After lunch, I tried to ride my bike with 1500 calories in my belly. It went poorly for a while, and then my reluctance to drink water because my tummy hurt made things go even worse. Around the 5th hour on a mountain bike, I cracked completely and Matt and Greg started having to wait for me. Which they did, probably enjoying every minute of it.

Eventually I sorted my internals out enough to get back to effective sufferation and we rolled into hour six of GETTING RAD, which was now just "surviving technical stuff when you're shattered." I failed that part of the test at one point, and went over the bars, landing miraculously unharmed EXCEPT for my stupid knee, which I tore the skin off for the fourth time this year.

You know how when you're making smores, your marshmallow catches on fire, so you blow it out, eat the burned part of and put it back in the flame... only to catch fire again? That's my knee this year.

[Extracted records]

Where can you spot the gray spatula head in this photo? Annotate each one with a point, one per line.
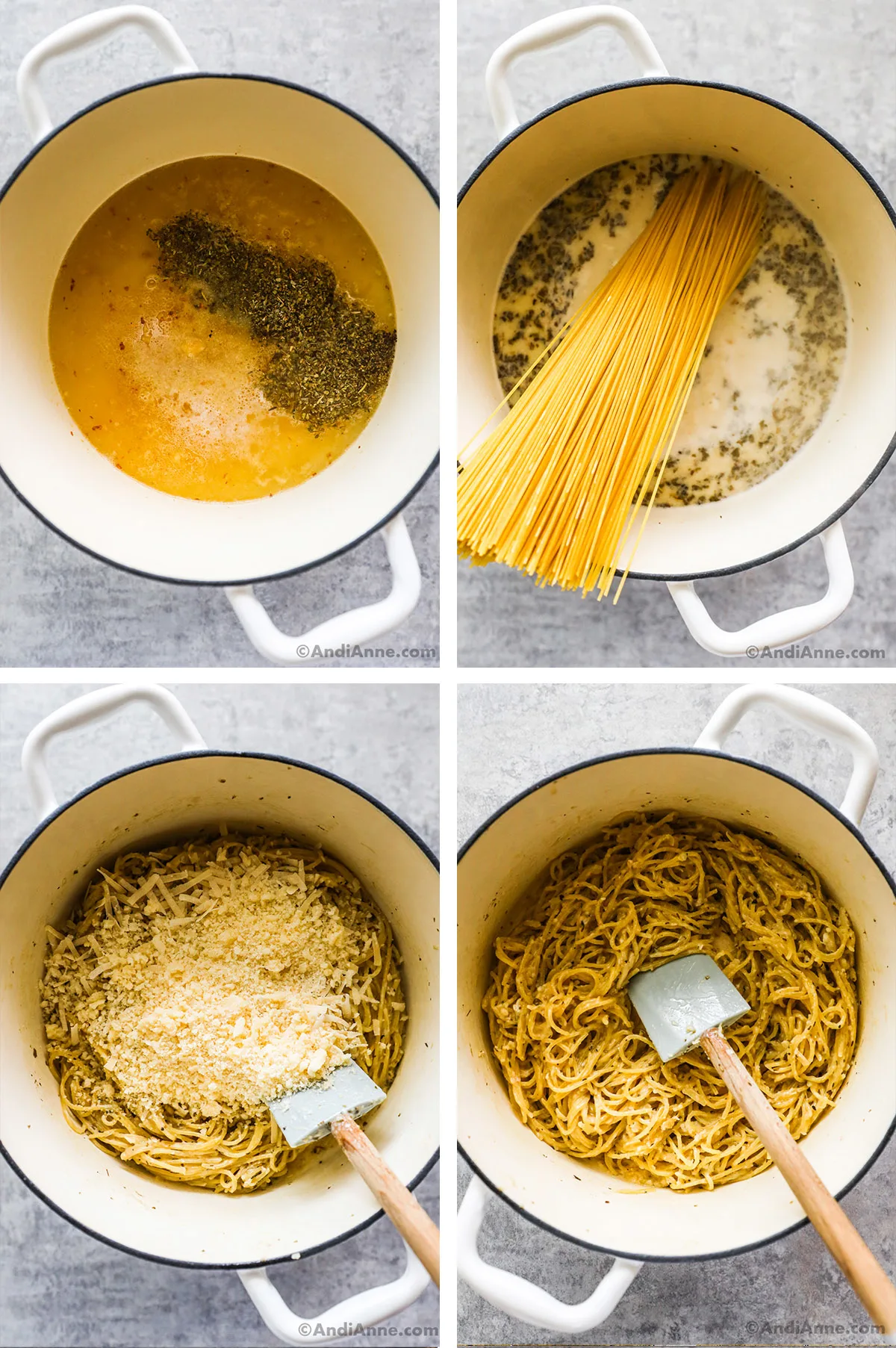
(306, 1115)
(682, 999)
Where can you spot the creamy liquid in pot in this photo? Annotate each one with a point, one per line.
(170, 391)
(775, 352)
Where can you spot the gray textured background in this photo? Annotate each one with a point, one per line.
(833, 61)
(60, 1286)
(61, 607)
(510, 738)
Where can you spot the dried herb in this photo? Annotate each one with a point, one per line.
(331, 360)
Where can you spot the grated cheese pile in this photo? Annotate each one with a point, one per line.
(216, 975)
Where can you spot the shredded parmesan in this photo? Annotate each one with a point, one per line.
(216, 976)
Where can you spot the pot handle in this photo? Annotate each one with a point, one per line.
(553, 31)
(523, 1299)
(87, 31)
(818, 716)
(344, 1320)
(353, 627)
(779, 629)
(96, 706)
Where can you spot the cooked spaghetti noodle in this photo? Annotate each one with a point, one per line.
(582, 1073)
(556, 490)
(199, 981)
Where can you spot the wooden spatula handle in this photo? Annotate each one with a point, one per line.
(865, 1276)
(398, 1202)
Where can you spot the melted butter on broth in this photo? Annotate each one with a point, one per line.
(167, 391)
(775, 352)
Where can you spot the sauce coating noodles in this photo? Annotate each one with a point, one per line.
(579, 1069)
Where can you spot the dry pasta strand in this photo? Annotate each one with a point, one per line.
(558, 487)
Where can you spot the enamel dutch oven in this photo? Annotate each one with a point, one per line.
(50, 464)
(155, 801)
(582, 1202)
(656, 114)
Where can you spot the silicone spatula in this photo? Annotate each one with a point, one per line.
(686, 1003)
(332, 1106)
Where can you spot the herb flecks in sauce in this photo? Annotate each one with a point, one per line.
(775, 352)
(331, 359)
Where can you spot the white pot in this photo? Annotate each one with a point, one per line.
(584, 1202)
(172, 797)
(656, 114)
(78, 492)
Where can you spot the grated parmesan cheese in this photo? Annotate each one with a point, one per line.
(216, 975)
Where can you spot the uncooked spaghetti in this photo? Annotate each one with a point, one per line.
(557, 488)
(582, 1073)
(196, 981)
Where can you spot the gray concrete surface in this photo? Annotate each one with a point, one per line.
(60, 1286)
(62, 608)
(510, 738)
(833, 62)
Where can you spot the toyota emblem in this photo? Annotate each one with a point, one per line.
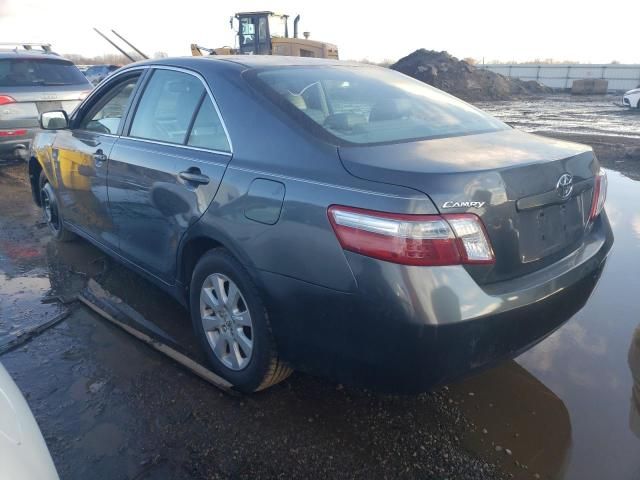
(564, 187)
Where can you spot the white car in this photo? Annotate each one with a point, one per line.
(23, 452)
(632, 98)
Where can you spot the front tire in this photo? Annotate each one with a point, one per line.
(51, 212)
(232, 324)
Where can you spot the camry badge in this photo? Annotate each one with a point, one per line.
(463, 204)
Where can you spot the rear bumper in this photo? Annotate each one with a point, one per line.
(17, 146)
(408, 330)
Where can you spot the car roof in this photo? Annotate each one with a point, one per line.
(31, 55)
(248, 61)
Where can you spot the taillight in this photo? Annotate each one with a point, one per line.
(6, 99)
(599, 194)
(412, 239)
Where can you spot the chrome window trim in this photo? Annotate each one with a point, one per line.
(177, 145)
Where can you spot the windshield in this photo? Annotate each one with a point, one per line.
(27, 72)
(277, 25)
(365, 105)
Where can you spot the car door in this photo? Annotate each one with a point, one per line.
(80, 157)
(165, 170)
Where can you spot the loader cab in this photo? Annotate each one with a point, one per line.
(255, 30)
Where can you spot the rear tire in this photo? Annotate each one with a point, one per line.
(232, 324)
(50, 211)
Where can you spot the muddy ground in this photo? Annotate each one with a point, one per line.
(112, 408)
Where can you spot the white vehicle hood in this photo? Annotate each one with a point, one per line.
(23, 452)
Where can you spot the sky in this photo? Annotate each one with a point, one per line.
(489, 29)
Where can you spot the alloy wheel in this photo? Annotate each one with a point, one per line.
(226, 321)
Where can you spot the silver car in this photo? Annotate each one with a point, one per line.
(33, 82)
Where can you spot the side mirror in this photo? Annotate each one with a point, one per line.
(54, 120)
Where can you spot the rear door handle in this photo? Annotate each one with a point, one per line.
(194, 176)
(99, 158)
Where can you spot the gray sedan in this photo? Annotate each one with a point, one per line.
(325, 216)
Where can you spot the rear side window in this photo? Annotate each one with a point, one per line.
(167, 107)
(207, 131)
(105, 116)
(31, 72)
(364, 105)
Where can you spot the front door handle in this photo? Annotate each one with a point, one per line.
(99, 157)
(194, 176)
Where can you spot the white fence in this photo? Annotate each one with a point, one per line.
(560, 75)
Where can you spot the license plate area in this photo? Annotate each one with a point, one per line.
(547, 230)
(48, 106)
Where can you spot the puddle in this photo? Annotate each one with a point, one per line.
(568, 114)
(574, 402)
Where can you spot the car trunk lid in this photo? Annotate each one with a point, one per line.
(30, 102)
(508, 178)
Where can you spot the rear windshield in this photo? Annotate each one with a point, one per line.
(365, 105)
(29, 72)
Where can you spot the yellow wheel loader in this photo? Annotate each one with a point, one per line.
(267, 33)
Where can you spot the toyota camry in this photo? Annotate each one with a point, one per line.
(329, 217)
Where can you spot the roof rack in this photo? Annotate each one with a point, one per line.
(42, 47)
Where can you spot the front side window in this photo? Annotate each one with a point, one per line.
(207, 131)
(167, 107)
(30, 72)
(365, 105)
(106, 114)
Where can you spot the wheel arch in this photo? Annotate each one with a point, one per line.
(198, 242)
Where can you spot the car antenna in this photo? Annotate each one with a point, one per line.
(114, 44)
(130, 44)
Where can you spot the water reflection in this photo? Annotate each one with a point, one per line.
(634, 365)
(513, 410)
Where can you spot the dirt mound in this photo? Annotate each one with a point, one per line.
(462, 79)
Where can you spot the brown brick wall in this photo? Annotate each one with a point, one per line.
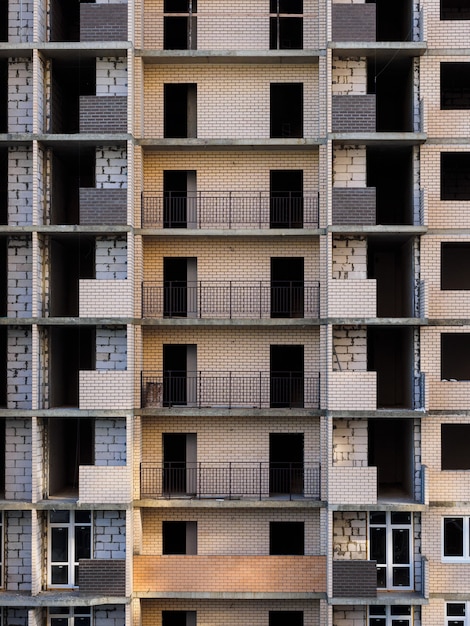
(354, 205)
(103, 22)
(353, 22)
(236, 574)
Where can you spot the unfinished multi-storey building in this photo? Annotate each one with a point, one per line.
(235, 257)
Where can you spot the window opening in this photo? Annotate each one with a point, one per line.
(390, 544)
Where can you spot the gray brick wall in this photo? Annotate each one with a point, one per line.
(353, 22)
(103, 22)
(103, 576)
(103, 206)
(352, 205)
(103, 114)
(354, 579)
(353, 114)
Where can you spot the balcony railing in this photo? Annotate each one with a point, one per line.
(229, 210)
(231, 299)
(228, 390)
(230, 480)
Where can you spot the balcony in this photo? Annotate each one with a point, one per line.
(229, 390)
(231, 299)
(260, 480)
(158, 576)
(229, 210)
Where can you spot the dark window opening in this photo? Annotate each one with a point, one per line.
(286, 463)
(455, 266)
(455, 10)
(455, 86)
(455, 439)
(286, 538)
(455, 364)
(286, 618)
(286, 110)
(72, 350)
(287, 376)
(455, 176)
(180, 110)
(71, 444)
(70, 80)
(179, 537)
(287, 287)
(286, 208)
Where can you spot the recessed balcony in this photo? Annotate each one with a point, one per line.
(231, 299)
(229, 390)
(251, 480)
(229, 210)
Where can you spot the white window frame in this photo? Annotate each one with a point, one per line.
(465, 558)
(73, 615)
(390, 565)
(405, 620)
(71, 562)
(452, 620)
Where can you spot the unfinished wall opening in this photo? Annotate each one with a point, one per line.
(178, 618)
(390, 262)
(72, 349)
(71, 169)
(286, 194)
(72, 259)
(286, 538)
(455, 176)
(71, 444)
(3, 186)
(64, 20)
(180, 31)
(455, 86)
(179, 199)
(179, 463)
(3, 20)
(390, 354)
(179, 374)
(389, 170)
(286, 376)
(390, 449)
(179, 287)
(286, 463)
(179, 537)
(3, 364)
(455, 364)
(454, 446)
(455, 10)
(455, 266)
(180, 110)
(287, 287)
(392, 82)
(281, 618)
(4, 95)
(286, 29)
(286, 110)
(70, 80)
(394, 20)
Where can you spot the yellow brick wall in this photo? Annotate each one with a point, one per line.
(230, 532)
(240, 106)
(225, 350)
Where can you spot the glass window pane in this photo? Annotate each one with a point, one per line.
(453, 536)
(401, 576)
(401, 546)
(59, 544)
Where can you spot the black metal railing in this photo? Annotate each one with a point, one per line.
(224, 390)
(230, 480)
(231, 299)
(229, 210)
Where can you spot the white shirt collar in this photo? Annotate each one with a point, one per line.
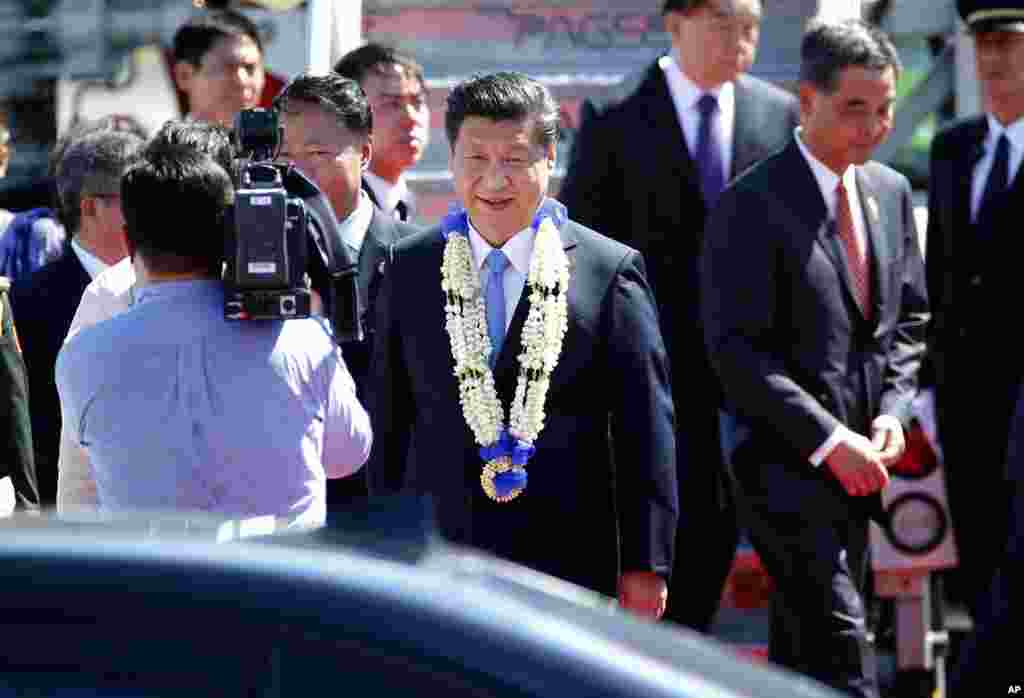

### What to do
1. Translate this sentence from the mountain bike ride account into Spanish: "It went poorly for a while, and then my reluctance to drink water because my tummy hurt made things go even worse."
2. Repeat word for word the stretch of the mountain bike ride account from "After lunch, I" through "minute of it.".

### Task solutions
1. Durante un rato me fue mal, y luego mi reticencia a beber agua porque me dolía la barriga empeoró aún más las cosas.

2.
After lunch, I tried to ride my bike with 1500 calories in my belly. It went poorly for a while, and then my reluctance to drink water because my tummy hurt made things go even worse. Around the 5th hour on a mountain bike, I cracked completely and Matt and Greg started having to wait for me. Which they did, probably enjoying every minute of it.